▸ Passage to read
=== Section Start ===
Outstanding TMU Graduate: Dr. Thomashire Anita George

Poster:Post date:2023-02-20
Anita George always had a strong interest in science. She loved math and chemistry, and was originally offered a spot in the University of Sierra Leone’s engineering program.

But she also carried a strong sense of compassion, and when an offer came to study at the University’s Department of Medicine, she jumped at it. She specialized in obstetrics and gynecology, and began serving as an attending physician in the nation’s armed forces, reaching the rank of Lieutenant Colonel.

Still, Dr. George felt a need to do more. She looked at various Ph.D. programs, but nothing captured her interest. Her supervisor at the time was in contact with Dr. Thierry Burnouf, who was visiting Sierra Leone from Taipei Medical University on a project related to the Ebola virus. Dr. Burnouf suggested a program at TMU’s College of Biomedical Engineering, and Dr. George decided to give it a try.

Dr. Thomashire Anita George

Moving halfway around the world is a difficult transition, especially for one so connected to her country and people, and Dr. George isn’t ashamed to admit shedding a tear when reality set during the flight. But those emotions also led her first experience with Taiwanese hospitality; a young Taiwanese girl sitting next to her struck up a conversation and the two chatted for the rest of the flight. The youth even helped organize a cab when they arrived.

Integration into a new environment was the next step. Besides attending the first year’s courses, Dr. George began attending a local church and participating in the OGE host family program. It was a fun and productive first year, but the necessity of finding an advisor with matching research interests and an open slot was looming ever closer. A stroke of good luck struck when a fellow student invited Dr. George to sit in on a meeting with a prospective advisor of his own. By the chat’s end, they’d determined the better fit would be between Dr. George and Dr. David Lundy, assistant professor of Graduate Institute of Biomedical Materials and Tissue Engineering, and she had a prospective advisor.

Dr. Lundy was looking for more efficient ways to deliver cancer drugs to tumor sites, and wanted to leverage his work on nanocarriers with a group of chemicals discovered by a TMU chemistry researcher. Lundy thought these chemicals could be encapsulated within a liposome to better treat triple-negative breast cancer, and Dr. George headed to the library for a deep-dive into the literature. She realized that the concept was not only sound, it could lead to improved cancer therapies of national, and indeed global, benefit.

The first task was to figure out which of eight previously developed molecules was the most effective at killing cancer cells. They also needed to develop a liposomal formulation of the drug – essentially packaging the chemical within an extended-release fat droplet – to allow better targeting of tumors and a reduction in sudden toxicity. But before the actual experiments were complete, no one know for sure if liposomal encapsulation was even possible.
=== Section End ===
▸ Assigned task
Translate this sentence from the profile of TMU graduate Anita George above into Spanish: "She loved math and chemistry, and was originally offered a spot in the University of Sierra Leone's engineering program."

▸ Extracted material
=== Section Start ===
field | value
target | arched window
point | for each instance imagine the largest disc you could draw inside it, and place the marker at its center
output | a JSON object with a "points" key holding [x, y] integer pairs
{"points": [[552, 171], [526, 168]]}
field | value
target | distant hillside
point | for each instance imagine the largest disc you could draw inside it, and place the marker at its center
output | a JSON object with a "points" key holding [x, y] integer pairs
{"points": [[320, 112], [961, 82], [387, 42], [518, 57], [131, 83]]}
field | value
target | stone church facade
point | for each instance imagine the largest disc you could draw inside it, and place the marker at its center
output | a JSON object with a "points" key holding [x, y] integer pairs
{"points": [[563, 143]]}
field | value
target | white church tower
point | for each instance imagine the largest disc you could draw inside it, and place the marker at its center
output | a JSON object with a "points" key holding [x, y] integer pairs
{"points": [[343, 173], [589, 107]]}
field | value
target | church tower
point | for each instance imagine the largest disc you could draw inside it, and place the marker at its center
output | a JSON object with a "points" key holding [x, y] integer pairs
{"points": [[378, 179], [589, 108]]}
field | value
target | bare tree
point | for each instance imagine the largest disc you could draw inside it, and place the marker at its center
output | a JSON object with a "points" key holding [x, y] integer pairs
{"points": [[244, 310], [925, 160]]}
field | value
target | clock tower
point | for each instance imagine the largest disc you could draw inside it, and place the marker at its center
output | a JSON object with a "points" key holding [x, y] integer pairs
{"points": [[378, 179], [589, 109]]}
=== Section End ===
=== Section Start ===
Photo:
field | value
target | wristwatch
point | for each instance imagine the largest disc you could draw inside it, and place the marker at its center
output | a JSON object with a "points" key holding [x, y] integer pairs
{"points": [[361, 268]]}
=== Section End ===
▸ Exercise output
Le encantaban las matemáticas y la química, y originalmente le ofrecieron una plaza en el programa de ingeniería de la Universidad de Sierra Leona.